• DOCUMENT TEXT:
Her Moccasins Talk: Activism, Resistance and Resilience

In Conversation with Buffy Sainte-Marie, Santee Smith, Denise Bolduc and Allison Fisher

Saturday 9 September

2:00 PM

Cairns Recital Hall

In Conversation with Buffy Sainte-Marie, Santee Smith, Allison Fisher and Denise Bolduc, four notable Indigenous women whose lives and work have been rooted in activism, resistance and resilience.

Buffy Sainte-Marie 

Buffy Sainte-Marie is the iconic singer, songwriter, multi-instrumentalist, educator, social activist, philanthropist, visual artist from the Cree tribe of Piapot Reserve, SK. A pioneering and influential singer-songwriter, Buffy Sainte-Marie specializes in music with a political and social-activist focus. She was an important figure in the Greenwich Village and Toronto folk music revivals in the 1960s, and is perhaps best known for her 1964 anti-war anthem “Universal Soldier,” which was inducted into the Canadian Songwriters Hall of Fame in 2005.

Her songs have been covered by such artists as Barbra Streisand, Neil Diamond and Elvis Presley. She won a Golden Globe and an Academy Award; An Officer of the Order of Canada, she has been inducted into the Canadian Music Hall of Fame, the Canadian Country Music Hall of Fame and Canada’s Walk of Fame. She has received the Polaris Music Prize and multiple Queen’s Jubilee Medals, Juno Awards and Canadian Aboriginal Music Awards.

Santee Smith

Santee Smith is a member of the Mohawk Nation, Turtle Clan from Six Nations of the Grand, Ontario. She is Artistic Director of Kaha:wi Dance Theatre and has amassed an extensive body of notable works as a choreographer, dancer, singer, and pottery designer. As an artist, she is committed to sharing traditional and contemporary stories of her indigenous culture. It is her interest in her culture and the cycles of the natural world that are the inspiration and focus of her creative direction.

Santee has created a new piece of choreography called Kinship, to be performed by 20+ local youth as part of the Procession of Nations on Friday 8 September at 5pm in The Backyard of the PAC.

Santee and Kaha:wi will also be in residence at the FirstOntario Performing Arts Centre in the weeks leading up to the festival. Their technical residency will allow them to ready Re:Quickening for performance as part of Celebration of Nations and a subsequent tour.

• DATA EXTRACT:
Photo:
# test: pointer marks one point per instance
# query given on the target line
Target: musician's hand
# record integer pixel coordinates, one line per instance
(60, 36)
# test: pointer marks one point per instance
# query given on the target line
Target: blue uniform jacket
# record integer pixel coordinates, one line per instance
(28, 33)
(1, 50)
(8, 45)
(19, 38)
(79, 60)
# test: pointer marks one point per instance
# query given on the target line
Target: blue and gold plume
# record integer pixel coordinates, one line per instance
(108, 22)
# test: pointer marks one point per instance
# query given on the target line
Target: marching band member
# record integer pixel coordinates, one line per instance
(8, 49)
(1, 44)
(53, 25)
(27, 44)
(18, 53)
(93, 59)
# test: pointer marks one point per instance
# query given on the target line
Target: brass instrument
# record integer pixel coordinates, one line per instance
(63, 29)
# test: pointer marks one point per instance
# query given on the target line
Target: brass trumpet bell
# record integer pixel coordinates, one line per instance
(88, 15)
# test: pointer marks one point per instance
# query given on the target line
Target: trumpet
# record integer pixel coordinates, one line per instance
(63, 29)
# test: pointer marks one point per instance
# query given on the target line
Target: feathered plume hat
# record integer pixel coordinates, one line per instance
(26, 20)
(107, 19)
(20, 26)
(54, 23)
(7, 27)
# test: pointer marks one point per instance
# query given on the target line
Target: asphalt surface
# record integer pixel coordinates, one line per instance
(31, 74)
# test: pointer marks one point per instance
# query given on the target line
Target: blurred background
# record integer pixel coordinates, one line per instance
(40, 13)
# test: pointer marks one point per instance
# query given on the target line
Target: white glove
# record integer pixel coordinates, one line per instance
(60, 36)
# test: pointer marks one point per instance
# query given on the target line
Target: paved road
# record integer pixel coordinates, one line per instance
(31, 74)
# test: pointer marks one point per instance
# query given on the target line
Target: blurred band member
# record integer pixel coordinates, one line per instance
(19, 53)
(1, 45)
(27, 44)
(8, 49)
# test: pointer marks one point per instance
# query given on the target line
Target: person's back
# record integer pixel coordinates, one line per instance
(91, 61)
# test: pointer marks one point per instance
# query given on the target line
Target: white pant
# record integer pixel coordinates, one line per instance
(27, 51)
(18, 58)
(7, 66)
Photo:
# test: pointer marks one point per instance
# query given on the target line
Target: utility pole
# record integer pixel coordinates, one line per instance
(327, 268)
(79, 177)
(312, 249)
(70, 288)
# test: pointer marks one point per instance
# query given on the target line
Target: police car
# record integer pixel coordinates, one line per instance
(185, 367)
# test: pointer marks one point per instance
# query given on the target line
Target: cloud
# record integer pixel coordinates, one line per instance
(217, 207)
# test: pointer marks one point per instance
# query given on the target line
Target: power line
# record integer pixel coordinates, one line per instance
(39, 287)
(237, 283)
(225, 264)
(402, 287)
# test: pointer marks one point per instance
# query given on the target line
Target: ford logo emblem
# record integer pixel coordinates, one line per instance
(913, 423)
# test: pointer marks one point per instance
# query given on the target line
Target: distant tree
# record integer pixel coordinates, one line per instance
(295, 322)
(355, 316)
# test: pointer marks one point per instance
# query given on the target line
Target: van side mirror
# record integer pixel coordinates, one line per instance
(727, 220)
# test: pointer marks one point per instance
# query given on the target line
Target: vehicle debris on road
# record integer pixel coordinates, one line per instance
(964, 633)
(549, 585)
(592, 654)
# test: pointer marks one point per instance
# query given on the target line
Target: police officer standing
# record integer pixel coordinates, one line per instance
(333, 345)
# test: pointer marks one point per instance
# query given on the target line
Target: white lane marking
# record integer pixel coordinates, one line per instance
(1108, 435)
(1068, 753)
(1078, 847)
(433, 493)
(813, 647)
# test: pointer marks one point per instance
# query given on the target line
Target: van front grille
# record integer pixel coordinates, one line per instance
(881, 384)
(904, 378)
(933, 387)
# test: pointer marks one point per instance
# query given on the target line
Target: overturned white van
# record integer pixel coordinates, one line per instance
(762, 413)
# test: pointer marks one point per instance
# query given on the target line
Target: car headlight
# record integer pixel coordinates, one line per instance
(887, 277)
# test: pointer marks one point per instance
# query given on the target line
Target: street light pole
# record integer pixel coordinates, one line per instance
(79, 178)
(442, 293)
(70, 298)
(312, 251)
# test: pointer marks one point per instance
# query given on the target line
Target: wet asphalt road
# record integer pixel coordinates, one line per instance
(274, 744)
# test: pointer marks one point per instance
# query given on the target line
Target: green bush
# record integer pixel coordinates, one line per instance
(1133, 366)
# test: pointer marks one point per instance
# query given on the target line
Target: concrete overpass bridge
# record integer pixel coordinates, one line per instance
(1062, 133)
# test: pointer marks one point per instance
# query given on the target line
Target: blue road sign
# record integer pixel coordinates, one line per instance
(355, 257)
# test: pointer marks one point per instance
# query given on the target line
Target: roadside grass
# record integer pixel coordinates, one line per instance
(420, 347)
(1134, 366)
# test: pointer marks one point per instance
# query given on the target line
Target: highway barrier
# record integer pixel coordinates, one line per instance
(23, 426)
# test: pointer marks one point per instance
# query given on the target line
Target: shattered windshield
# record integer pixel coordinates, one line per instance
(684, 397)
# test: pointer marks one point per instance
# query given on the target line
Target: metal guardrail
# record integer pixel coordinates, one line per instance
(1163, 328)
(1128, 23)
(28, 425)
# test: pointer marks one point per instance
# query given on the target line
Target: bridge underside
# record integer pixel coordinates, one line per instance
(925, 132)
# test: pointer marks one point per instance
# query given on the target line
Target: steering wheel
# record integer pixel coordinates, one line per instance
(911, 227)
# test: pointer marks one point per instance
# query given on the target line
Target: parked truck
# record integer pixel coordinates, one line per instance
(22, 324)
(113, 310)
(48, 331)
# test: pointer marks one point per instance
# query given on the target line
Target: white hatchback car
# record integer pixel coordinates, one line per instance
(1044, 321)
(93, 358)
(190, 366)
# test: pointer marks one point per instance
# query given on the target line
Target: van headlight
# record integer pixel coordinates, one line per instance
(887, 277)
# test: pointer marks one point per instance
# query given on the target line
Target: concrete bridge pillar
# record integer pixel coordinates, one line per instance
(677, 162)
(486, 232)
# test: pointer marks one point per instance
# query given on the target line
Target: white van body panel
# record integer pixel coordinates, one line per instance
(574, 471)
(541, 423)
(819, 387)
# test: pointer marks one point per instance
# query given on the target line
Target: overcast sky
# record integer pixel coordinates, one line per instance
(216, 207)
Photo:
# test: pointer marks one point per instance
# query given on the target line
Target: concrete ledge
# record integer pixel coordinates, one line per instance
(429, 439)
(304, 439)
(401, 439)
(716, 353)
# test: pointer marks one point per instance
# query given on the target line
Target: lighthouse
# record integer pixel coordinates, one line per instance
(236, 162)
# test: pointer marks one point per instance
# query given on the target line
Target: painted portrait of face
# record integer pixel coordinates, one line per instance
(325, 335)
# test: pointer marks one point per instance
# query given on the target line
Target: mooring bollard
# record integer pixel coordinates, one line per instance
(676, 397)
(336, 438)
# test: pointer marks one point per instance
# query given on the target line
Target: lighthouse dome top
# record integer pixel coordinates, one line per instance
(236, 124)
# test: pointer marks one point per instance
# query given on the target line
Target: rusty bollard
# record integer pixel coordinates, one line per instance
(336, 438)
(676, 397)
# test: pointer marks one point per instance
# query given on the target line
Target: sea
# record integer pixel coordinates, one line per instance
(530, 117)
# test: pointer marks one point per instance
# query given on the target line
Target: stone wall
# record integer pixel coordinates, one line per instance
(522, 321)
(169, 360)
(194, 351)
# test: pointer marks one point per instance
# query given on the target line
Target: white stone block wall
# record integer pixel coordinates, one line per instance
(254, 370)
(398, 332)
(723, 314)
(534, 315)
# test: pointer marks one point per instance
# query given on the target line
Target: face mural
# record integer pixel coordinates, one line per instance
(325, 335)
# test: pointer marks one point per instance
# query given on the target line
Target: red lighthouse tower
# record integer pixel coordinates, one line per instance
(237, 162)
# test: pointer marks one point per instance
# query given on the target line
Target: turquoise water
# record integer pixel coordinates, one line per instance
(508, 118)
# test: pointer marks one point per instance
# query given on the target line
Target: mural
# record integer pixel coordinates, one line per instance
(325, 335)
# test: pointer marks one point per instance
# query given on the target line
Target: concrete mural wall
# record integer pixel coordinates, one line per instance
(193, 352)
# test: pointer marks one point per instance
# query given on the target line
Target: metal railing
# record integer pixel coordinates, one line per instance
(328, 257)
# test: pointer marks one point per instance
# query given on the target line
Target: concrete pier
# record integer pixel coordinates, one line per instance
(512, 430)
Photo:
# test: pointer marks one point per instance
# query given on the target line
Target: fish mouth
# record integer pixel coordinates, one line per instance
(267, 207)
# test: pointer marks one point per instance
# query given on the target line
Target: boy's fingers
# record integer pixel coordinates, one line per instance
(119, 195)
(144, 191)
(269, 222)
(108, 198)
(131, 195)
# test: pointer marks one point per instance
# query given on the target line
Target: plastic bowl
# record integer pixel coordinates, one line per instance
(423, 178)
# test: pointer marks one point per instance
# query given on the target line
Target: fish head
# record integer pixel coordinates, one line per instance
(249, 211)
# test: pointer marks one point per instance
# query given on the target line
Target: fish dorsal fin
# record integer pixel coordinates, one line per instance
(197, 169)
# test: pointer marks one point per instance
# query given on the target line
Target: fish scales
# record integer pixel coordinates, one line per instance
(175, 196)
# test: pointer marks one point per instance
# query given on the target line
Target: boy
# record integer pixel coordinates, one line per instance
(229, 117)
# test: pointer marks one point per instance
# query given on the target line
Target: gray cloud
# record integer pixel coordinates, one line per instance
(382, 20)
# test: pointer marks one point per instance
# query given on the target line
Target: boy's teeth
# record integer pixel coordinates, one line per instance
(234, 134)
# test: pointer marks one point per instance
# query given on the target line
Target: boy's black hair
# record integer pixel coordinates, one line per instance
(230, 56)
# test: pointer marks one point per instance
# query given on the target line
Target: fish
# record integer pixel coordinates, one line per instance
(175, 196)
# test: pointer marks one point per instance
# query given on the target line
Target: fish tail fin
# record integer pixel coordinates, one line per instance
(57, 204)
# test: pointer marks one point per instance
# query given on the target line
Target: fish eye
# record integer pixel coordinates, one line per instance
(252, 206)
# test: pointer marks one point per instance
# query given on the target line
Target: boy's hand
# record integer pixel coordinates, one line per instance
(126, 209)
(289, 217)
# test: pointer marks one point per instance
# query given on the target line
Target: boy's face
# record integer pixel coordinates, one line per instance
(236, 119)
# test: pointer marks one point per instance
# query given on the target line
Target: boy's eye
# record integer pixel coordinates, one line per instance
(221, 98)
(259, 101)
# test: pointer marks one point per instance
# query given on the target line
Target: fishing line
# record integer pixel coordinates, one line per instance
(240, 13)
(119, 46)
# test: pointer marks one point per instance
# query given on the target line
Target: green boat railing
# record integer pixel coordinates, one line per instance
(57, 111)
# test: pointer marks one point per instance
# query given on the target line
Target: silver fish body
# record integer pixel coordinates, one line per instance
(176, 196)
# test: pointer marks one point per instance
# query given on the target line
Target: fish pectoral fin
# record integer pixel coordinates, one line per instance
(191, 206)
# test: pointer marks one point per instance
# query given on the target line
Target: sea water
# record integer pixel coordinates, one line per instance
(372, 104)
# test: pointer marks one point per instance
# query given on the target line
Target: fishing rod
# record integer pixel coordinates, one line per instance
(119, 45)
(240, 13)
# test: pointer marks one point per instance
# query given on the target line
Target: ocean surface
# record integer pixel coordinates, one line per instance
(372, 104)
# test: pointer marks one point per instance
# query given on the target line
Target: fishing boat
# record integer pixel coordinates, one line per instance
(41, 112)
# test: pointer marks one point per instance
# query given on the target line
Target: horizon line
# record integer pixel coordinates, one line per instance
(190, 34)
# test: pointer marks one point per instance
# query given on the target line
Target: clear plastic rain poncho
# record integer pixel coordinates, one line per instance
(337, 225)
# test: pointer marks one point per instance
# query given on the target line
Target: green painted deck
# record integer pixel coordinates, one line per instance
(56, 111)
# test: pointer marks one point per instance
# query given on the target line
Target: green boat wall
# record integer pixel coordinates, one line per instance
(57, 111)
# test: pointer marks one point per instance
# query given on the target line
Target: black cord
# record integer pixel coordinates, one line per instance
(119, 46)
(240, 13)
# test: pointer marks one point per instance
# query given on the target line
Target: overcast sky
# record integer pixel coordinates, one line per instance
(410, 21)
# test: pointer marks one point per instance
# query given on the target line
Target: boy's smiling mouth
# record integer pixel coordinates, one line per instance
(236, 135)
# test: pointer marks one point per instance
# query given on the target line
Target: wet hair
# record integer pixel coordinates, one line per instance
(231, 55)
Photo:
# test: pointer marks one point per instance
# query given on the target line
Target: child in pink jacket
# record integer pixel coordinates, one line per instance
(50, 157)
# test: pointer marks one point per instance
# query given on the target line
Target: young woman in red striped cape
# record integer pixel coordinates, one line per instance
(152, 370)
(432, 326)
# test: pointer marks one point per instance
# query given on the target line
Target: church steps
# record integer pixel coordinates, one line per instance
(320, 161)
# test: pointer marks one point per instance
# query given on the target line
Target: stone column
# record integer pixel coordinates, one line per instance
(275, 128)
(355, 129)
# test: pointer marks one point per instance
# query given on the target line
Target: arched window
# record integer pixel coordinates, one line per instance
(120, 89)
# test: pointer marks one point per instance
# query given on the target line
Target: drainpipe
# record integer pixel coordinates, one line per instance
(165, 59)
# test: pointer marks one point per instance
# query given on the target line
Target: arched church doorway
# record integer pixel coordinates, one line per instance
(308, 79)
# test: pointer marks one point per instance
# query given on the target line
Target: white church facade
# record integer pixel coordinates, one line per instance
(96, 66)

• DIRECTIONS: Carry on the event listing for the Her Moccasins Talk conversation from its final sentence.

• EXERCISE RESULT:
Allison Fisher

A community builder and social justice advocate, Allison Fisher has dedicated her career to creating a safe space where First Peoples can live and celebrate their cultures.

Allison has helped to create such a space as the executive director of the Wabano Centre for Aboriginal Health, which serves more than 14,000 Indigenous people through its culturally-based health programs and services every year.

Allison joined the centre less than a year after it opened its doors in 1998, and is now leading the centre through a $16 million capital expansion. In Allison’s words, the renovated centre is “the heart, identity and expression of Aboriginal people in Ottawa.” It offers enhanced mental health and maternal wellness services, as well as social enterprise initiatives and a cultural gathering space for the neighbourhood and broader community

In addition to her work with the Wabano Centre, Allison is a founding and continuing member of the Ottawa Aboriginal Coalition, and a former board member with the Community Foundation of Ottawa and the National Capital Commission.

Allison Fisher brings together Indigenous and non-Indigenous people to build healthy and inclusive communities. For example, she worked with Ottawa Police Services to develop a protocol for more culturally respectful policing. She also partnered with schools, community agencies and government to develop practical, culturally-appropriate approaches to better support urban Indigenous children and families.

In recognition of her community leadership, Allison has received numerous awards which most recently include:

  • Governor General’s Meritorius Service Medal, 2015
  • Order of Ontario, 2014
  • DreamKEEPERS Citation for Community Outstanding Leadership (Martin Luther King award), 2014
  • Queen Elizabeth II Diamond Jubilee Medal, 2013
  • Order of Ottawa, 2012
  • St Joseph’s Women’s Center Quality of Life Award, 2012
  • Leading Women, Building Communities Award, Ontario Women’s Directorate, 2010
  • President’s Recognition Award, Quartier Vanier, 2010
  • Marion Dewar Defender of the Public Good Award, 2008
  • Debut Group of the Year – Women of Wabano, Ninth Annual Native American Music Awards, 2007

Allison was born and raised in the First Nation community of Wikwemikong on Manitoulin Island, Ontario. She has more than 30 years of experience in advocacy, management, research, and policy analysis—including 17 years in the federal public service. She holds a Masters of Education degree in Counselling Psychology from the University of Western Ontario.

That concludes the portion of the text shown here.